Source records:

"""

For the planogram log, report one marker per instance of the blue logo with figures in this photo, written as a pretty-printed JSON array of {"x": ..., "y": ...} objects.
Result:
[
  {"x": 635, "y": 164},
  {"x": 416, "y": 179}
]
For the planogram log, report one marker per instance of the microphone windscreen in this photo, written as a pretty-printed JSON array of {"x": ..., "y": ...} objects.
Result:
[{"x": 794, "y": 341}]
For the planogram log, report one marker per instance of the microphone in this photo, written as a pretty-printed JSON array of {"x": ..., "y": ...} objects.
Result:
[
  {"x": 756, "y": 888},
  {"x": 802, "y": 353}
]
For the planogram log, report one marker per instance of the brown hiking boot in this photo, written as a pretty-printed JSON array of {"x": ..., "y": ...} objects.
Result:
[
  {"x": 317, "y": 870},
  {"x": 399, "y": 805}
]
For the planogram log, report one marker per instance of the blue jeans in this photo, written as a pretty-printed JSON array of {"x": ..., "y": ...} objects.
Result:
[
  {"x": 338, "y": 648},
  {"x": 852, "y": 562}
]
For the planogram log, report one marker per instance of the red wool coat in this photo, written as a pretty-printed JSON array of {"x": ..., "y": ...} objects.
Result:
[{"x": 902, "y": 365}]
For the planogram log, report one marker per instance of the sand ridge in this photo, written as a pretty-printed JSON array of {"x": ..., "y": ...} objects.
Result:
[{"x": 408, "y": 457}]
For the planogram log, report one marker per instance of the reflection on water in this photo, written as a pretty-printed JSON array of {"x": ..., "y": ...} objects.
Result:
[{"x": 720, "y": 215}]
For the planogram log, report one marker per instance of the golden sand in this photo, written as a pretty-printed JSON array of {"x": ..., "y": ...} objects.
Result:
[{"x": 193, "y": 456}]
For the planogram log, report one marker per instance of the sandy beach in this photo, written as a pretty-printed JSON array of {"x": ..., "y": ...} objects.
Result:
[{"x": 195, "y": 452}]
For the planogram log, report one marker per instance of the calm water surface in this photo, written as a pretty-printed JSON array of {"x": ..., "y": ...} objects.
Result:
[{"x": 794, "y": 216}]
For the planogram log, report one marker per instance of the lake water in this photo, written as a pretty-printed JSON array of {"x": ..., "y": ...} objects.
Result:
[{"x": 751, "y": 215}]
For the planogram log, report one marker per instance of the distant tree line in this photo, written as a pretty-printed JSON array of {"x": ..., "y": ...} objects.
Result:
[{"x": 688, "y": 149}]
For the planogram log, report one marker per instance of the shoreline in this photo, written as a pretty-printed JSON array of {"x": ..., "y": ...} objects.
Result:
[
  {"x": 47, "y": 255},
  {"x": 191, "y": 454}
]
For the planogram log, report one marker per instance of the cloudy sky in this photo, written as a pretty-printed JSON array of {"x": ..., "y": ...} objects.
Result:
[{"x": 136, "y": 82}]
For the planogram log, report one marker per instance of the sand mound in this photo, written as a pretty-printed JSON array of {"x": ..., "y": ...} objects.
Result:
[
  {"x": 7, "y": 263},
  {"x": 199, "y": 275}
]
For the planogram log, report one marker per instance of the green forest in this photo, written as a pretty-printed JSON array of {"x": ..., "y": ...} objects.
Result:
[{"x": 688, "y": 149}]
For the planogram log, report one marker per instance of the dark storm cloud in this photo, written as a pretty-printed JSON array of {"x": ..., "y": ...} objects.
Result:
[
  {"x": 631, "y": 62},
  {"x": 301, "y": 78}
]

"""

What to produce:
Reproduce the records above word for word, beginning at the line that contains "of the dark" and continuing through the last line of the records, with both ends included.

In response:
For the planogram log, report one marker per instance of the dark storm cloud in this photo, written as a pretty-printed JSON array of {"x": ..., "y": ...} objects.
Result:
[
  {"x": 631, "y": 62},
  {"x": 301, "y": 78}
]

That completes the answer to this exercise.